> _Texto seleccionado_
Los residuos plásticos no son siempre tan resistentes como los «amiguitos flotantes», pero lo que han demostrado los famosos patitos es que la basura puede recorrer un océano en cuestión de meses; que después puede pasar de un océano a otro con gran facilidad, transitando estrechos y cabos, incluso atravesando aguas polares. En unos pocos años, la basura se habrá diseminado por todas partes. Esto implica que ninguna nación puede eludir su responsabilidad sobre las acumulaciones de porquería que se forman en el otro lado del mundo, pretendiendo que la única basura que les incumbe es la que flota cerca de ellos. El tránsito de desechos oceánicos no funciona así; esos desechos no conocen de aguas territoriales y, aunque buena parte del tiempo pueden quedar atrapados en corrientes circulares, desde el momento en que las abandonan nada hay que les impida llegar a cualquier otra parte. Además del gran parche del norte del Pacífico, hay otras cuatro enormes islas de plástico permanentes: una en el Pacífico sur, dos en el Atlántico y una más en el Índico. Estas cinco grandes formaciones son producto de las corrientes circulares que dominan sus respectivas regiones, pero existen muchas otras.

> _Datos mostrados_
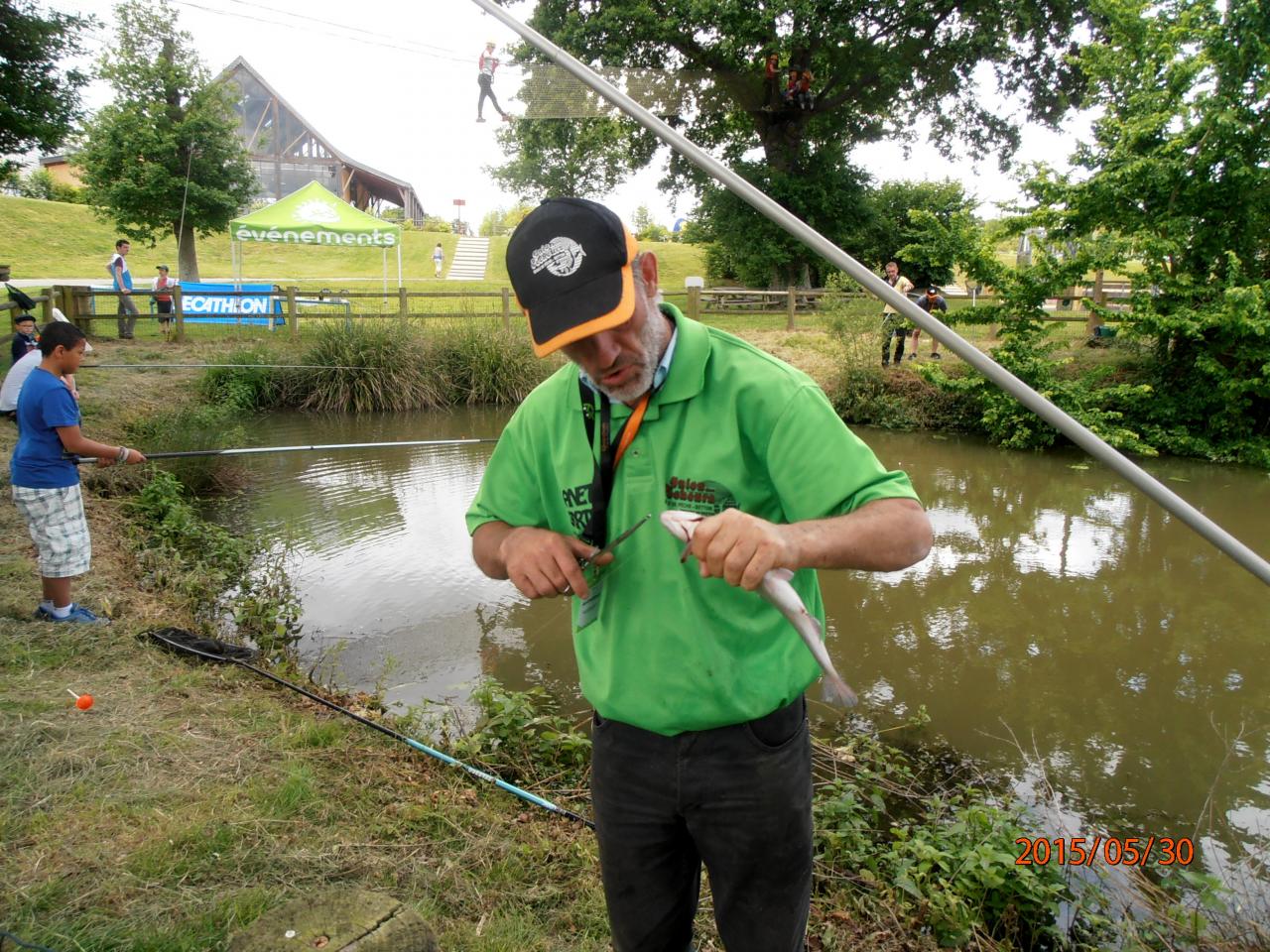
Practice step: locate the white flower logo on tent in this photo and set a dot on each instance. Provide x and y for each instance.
(316, 212)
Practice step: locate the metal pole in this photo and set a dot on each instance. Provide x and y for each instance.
(953, 341)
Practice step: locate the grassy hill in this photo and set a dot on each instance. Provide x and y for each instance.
(59, 240)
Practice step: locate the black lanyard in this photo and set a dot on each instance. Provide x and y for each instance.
(611, 447)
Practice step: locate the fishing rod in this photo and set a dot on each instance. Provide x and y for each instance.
(255, 451)
(214, 651)
(1064, 421)
(176, 366)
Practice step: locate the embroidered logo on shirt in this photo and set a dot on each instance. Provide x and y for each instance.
(703, 497)
(562, 257)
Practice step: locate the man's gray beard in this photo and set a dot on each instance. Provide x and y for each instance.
(653, 338)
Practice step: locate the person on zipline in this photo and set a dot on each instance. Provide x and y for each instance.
(485, 80)
(699, 743)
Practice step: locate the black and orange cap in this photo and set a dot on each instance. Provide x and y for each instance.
(571, 267)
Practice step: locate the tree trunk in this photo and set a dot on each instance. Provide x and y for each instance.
(187, 255)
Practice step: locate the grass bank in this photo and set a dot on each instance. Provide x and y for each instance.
(190, 798)
(56, 239)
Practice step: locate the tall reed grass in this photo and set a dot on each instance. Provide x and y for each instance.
(382, 366)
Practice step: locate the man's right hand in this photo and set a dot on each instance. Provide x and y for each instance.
(544, 563)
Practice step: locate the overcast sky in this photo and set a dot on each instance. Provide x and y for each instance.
(393, 85)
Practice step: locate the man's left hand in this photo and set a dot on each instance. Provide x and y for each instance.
(742, 548)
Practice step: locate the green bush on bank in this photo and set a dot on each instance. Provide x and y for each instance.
(386, 366)
(220, 576)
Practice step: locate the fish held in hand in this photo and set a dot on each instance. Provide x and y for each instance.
(776, 589)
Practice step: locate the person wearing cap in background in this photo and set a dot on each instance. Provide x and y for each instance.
(163, 282)
(486, 63)
(701, 751)
(931, 301)
(893, 324)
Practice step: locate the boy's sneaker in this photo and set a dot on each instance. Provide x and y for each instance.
(79, 615)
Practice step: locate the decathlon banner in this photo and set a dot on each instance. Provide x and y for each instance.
(208, 303)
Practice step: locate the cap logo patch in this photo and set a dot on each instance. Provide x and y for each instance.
(562, 257)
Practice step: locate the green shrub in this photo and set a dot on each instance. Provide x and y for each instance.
(945, 858)
(521, 735)
(244, 388)
(483, 365)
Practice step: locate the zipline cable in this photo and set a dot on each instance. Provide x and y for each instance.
(320, 447)
(227, 366)
(953, 341)
(213, 651)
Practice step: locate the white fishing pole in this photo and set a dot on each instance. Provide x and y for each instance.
(318, 447)
(953, 341)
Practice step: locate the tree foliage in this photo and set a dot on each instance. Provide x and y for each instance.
(902, 68)
(893, 232)
(166, 155)
(1178, 173)
(39, 102)
(503, 221)
(580, 158)
(753, 250)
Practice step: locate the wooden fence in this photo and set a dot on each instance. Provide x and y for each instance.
(79, 303)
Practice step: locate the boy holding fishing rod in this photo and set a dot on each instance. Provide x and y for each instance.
(699, 746)
(46, 480)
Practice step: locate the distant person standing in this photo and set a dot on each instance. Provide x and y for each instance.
(164, 301)
(122, 278)
(24, 339)
(485, 80)
(930, 302)
(893, 325)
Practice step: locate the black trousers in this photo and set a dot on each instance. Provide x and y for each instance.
(737, 798)
(486, 91)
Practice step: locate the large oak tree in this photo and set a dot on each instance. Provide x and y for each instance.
(39, 100)
(906, 68)
(166, 155)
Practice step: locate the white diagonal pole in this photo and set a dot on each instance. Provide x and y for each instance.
(953, 341)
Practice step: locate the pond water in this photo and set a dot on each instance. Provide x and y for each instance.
(1065, 630)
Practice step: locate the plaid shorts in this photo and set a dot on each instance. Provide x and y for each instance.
(55, 518)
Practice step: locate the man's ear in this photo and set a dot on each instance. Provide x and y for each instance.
(648, 271)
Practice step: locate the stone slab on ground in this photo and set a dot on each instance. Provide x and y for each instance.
(338, 920)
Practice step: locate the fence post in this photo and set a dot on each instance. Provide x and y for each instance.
(72, 311)
(293, 312)
(1095, 320)
(178, 312)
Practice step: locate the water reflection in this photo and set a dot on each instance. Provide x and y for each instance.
(1060, 611)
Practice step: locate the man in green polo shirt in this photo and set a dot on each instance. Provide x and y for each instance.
(701, 749)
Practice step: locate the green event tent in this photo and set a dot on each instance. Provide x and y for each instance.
(314, 216)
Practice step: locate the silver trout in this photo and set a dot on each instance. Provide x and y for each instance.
(778, 590)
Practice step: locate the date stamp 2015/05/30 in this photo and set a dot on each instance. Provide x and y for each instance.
(1112, 851)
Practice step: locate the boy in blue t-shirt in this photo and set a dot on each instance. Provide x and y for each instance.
(46, 481)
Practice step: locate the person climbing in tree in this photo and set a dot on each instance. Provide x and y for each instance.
(789, 96)
(485, 80)
(772, 81)
(806, 100)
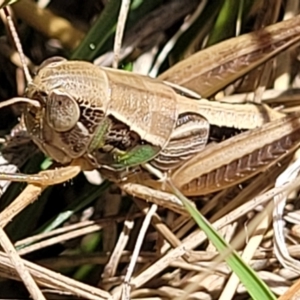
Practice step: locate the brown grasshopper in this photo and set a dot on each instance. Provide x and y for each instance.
(86, 117)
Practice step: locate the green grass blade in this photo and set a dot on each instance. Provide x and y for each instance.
(257, 289)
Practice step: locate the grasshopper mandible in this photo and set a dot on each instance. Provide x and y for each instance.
(115, 121)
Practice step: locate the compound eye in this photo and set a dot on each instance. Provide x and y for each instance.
(62, 111)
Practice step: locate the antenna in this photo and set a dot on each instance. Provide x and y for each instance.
(18, 45)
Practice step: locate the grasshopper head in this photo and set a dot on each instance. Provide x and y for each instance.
(64, 123)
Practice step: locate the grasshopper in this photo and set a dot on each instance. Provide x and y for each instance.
(86, 117)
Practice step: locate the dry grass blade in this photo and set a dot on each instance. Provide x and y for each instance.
(99, 238)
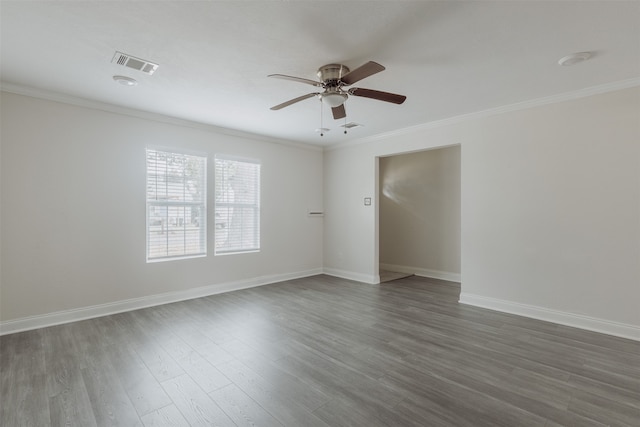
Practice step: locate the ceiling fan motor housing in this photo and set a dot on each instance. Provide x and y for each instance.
(331, 74)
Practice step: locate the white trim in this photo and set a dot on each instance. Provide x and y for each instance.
(423, 272)
(563, 318)
(372, 279)
(74, 315)
(141, 114)
(553, 99)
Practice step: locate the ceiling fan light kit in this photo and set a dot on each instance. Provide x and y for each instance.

> _Tarea propuesta_
Continúa el texto sobre la basura plástica en los océanos a partir de su última oración. Los datos no hacen falta para resolver esta tarea.

> _Respuesta_
Detener el proceso no es fácil. La basura plástica costera, aunque más dolorosa para la vista, todavía está intacta y es fácil de recoger (o lo sería si alguien intentase recogerla). Sin embargo, apenas constituye un diminuto porcentaje de la basura que ha llegado al mar. Se estima que la actividad cotidiana de la población costera, la que vive a pocos kilómetros del mar —unos dos mil millones de personas en todo el mundo—, apenas explica un 10 % del total de basura plástica. Otro 10 % procede de la navegación humana, sean barcos de transporte o pesqueros. Pero el grueso, alrededor de un 80 %, procede de las grandes ciudades y de los complejos industriales con independencia de dónde estén situados. Tanto los ríos como los sistemas convencionales de tratamiento de basuras se encargan de arrastrar millones de toneladas de desperdicios desde los grandes núcleos de población, aunque estén muy en el interior, hacia el mar. Por más que sus residuos sean producidos a cientos de kilómetros de la costa más cercana, no hay ciudad o complejo industrial de mediano tamaño que pueda considerarse libre de culpa; recorriendo un camino u otro, la inmensa mayoría de sus desechos plásticos acabará en los océanos. Es una mera cuestión de números: Madrid o París, debido a su población y actividad industrial, envían más basura plástica a los mares que muchos municipios costeros juntos. Y, una vez en el agua, para esa inmundicia ya no existen restricciones ni límites geográficos.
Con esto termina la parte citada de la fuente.